Exercise goal: Write out exactly, please, the lines from the one containing "Autonomous forklift vision pipeline — detect the wooden ladder" to the end of the material.

[Saved data entries]
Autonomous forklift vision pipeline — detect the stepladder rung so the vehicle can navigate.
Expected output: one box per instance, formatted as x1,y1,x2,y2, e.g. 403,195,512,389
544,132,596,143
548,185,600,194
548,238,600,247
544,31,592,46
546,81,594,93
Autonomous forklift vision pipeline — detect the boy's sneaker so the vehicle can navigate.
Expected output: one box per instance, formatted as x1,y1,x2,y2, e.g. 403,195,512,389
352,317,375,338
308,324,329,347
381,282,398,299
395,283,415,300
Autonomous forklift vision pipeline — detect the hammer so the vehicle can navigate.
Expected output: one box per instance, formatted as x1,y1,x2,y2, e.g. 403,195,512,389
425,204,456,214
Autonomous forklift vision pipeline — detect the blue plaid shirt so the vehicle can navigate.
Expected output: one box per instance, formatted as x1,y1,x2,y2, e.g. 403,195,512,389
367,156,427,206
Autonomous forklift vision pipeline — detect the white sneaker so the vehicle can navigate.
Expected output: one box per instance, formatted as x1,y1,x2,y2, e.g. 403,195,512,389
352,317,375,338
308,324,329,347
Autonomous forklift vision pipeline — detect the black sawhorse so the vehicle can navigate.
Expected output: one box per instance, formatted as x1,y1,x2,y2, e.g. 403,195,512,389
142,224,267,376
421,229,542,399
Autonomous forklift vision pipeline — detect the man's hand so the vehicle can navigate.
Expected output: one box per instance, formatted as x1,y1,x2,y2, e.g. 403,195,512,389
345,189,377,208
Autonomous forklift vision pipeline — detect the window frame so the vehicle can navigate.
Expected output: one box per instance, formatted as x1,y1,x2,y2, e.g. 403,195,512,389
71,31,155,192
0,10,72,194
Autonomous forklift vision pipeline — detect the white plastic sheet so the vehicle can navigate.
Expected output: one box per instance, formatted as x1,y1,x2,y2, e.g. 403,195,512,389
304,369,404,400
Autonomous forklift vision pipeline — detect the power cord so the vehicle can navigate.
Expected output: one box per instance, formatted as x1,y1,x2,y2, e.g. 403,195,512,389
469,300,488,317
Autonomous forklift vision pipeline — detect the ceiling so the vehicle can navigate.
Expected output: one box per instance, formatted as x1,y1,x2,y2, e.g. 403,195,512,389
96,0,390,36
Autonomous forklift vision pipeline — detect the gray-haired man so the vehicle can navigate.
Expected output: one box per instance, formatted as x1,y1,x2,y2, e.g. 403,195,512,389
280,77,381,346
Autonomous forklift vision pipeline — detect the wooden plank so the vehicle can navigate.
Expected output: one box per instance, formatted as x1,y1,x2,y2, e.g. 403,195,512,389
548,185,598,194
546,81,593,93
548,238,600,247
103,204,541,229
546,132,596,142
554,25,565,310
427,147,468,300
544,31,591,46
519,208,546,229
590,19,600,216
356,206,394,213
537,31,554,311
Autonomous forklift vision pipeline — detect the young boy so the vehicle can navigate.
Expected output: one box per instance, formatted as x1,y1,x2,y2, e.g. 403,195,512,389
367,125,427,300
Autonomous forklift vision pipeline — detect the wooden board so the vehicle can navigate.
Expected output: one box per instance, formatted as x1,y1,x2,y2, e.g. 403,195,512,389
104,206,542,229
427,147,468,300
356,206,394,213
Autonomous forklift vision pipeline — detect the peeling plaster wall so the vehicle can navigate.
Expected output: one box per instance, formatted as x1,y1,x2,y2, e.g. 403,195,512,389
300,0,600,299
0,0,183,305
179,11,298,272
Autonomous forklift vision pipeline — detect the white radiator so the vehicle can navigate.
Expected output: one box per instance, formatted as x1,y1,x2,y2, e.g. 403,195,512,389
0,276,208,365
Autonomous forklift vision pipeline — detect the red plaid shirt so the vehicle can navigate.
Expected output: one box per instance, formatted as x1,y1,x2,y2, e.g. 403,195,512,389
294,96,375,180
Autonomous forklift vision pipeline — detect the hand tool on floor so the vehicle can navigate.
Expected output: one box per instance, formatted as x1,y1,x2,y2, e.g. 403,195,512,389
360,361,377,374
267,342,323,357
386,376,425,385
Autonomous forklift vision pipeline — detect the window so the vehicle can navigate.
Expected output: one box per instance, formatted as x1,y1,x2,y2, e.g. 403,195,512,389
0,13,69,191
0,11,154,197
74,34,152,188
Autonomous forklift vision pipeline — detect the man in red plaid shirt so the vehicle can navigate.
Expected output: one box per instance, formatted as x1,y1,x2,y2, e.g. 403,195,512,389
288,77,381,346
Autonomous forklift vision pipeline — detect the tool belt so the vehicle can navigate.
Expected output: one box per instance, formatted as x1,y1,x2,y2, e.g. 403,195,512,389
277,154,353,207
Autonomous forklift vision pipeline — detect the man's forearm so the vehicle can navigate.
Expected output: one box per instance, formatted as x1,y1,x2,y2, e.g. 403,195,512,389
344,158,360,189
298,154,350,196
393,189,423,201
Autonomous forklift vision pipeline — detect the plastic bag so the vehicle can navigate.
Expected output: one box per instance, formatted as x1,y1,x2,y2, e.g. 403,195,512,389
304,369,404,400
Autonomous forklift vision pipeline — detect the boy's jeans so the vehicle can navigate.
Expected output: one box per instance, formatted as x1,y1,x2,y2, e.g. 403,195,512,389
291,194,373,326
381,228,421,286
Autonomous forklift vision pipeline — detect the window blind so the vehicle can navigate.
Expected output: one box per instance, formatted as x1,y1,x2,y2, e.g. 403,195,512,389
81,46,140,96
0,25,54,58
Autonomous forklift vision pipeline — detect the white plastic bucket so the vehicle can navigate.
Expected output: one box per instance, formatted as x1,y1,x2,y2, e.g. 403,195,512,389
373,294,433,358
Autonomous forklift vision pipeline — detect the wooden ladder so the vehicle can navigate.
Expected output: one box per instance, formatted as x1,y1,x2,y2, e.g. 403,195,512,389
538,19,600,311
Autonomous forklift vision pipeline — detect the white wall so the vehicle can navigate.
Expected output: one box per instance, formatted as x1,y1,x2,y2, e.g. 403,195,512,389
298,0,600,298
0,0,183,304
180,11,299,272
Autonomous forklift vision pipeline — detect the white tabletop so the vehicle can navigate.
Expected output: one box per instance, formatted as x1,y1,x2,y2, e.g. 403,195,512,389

Solution for this task:
Autonomous forklift vision pipeline — detect the wooden ladder so the vehicle can navigate.
Expected output: one box per instance, formatted as x1,y1,x2,y2, e.g. 403,195,512,389
538,19,600,311
Autonomous forklift vision pipeline — detect the white wall so the vehicle can navigate.
Expected output: one box per instance, formatted as x1,y1,x2,y2, e.g. 403,195,512,389
298,0,600,298
0,0,183,304
180,11,299,272
Autonomous forklift vision pipeline — detect the white tabletop so the vehicle can navigate.
Expected output: one box per instance, formatted as x1,y1,x2,y2, e.g. 403,195,512,389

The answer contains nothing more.